= Фрагмент текста =
◇ ◇ ◇

Помню, обсуждался проект знаменитого Фомина[847], маститого архитектора и ученого из Ленинграда. Тут столкнулись два светила – Фомин и Щусев. Щусев подошел к стенду, где были выставлены полотна Фомина, и начал выдавать замечания в таких примерно выражениях: «Что можно сказать об этом проекте? Он сделан большим мастером, но производит впечатление говядины». Фомина как будто кипятком ошпарили, он сразу встрепенулся и полез в спор. Сейчас каждый человек, пользующийся Московским метрополитеном, знает, что станция «Красные ворота» отделана мрамором грязновато-красного оттенка, цвета не очень свежей говядины. Проектировал ее Фомин и выбрал мрамор сорта «Шрош», он добывался в месторождении Шроша. Другие станции отделывались мрамором приятного серого цвета с месторождения Уфолей[848] или белого с желтоватым оттенком. Поступал и иной мрамор из разных районов страны. Материал этот казался нам прекрасным, особенно по тому времени. Весь он добывался вручную, что стоило дорого, но ведь метрополитен представлял для нас как бы историческую ценность. Отделка его вообще была богатой.

◇ ◇ ◇

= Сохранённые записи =
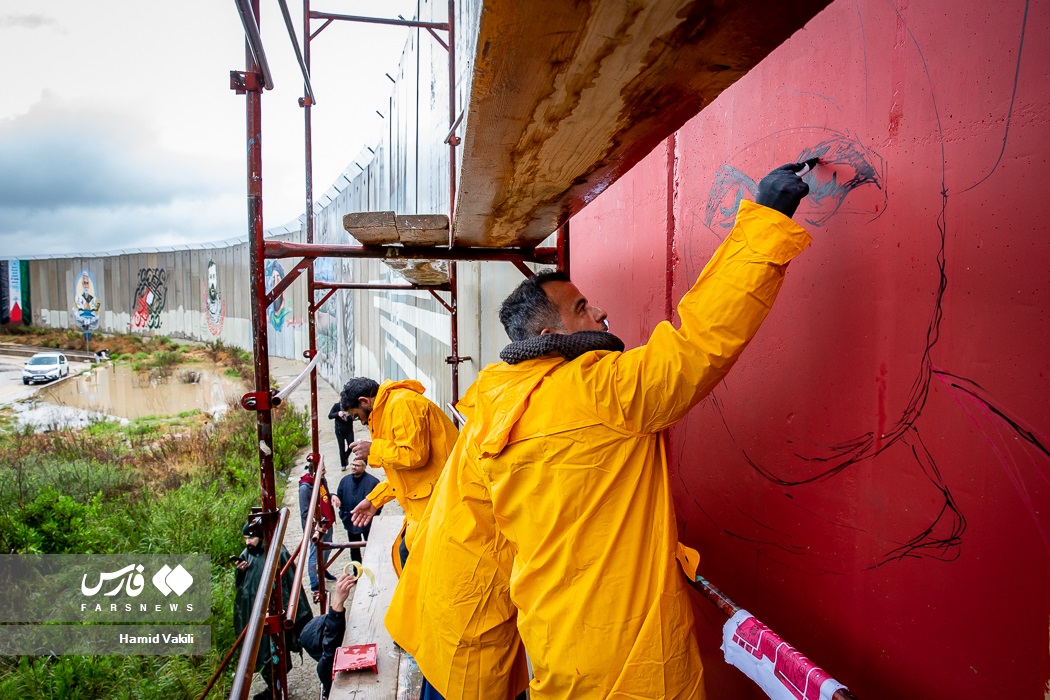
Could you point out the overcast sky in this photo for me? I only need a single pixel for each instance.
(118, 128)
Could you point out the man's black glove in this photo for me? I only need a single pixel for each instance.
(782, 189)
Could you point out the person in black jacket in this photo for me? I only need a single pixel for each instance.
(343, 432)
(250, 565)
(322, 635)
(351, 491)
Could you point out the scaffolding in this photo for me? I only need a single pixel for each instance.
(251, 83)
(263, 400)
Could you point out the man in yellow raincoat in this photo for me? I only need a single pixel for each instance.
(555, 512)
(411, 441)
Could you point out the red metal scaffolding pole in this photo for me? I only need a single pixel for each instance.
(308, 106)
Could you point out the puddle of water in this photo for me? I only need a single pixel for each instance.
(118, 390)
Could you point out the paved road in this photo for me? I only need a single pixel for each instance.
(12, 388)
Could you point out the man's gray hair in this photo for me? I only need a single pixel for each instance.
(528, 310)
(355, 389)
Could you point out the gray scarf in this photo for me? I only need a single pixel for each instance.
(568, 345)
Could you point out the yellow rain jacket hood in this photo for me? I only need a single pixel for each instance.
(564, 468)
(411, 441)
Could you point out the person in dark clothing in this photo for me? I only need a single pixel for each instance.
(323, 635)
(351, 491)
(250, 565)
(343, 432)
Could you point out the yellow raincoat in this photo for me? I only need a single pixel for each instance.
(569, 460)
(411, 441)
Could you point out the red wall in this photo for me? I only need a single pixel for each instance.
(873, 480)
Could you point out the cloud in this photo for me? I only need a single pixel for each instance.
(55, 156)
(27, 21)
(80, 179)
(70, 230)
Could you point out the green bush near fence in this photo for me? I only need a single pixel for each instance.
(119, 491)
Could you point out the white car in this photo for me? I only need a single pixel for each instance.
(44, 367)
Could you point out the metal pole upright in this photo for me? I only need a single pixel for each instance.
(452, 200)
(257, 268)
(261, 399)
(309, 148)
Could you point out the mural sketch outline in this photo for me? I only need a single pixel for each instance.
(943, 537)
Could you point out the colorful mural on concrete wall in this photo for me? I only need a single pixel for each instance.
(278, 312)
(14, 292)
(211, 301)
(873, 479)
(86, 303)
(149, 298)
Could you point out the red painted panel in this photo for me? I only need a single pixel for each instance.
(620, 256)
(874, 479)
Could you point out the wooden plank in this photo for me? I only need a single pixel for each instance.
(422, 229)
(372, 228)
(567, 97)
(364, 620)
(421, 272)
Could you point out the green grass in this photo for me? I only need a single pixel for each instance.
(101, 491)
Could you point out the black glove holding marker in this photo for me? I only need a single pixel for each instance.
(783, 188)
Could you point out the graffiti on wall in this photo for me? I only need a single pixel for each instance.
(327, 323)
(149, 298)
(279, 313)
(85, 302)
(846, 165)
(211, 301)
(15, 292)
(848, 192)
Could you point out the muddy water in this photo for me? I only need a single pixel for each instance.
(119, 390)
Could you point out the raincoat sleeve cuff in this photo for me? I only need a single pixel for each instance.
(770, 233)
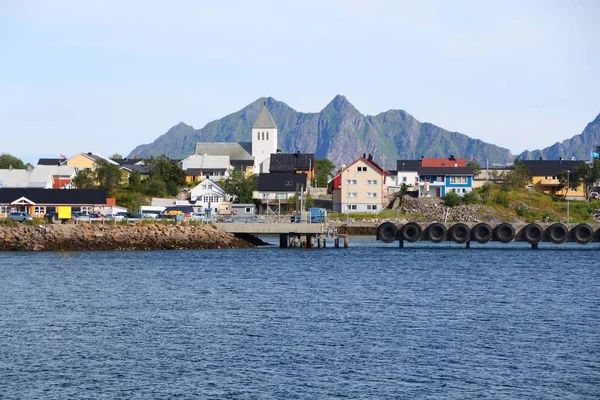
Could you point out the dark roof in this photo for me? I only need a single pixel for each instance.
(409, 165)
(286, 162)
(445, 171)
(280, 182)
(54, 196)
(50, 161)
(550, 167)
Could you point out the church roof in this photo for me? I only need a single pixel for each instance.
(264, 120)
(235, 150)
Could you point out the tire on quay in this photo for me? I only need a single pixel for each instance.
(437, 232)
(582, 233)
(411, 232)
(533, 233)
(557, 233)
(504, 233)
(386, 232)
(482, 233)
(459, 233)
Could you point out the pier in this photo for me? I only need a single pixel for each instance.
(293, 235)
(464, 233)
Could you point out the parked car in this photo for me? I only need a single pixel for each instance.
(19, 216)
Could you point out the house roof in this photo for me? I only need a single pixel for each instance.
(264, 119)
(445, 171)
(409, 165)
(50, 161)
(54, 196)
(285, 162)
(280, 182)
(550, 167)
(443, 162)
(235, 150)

◇ ◇ ◇

= Условие задания =
Процитируйте целиком, слово в слово, фрагмент текста о проекте Фомина и отделке станций метрополитена.

= Выполненное задание =
Помню, обсуждался проект знаменитого Фомина[847], маститого архитектора и ученого из Ленинграда. Тут столкнулись два светила – Фомин и Щусев. Щусев подошел к стенду, где были выставлены полотна Фомина, и начал выдавать замечания в таких примерно выражениях: «Что можно сказать об этом проекте? Он сделан большим мастером, но производит впечатление говядины». Фомина как будто кипятком ошпарили, он сразу встрепенулся и полез в спор. Сейчас каждый человек, пользующийся Московским метрополитеном, знает, что станция «Красные ворота» отделана мрамором грязновато-красного оттенка, цвета не очень свежей говядины. Проектировал ее Фомин и выбрал мрамор сорта «Шрош», он добывался в месторождении Шроша. Другие станции отделывались мрамором приятного серого цвета с месторождения Уфолей[848] или белого с желтоватым оттенком. Поступал и иной мрамор из разных районов страны. Материал этот казался нам прекрасным, особенно по тому времени. Весь он добывался вручную, что стоило дорого, но ведь метрополитен представлял для нас как бы историческую ценность. Отделка его вообще была богатой.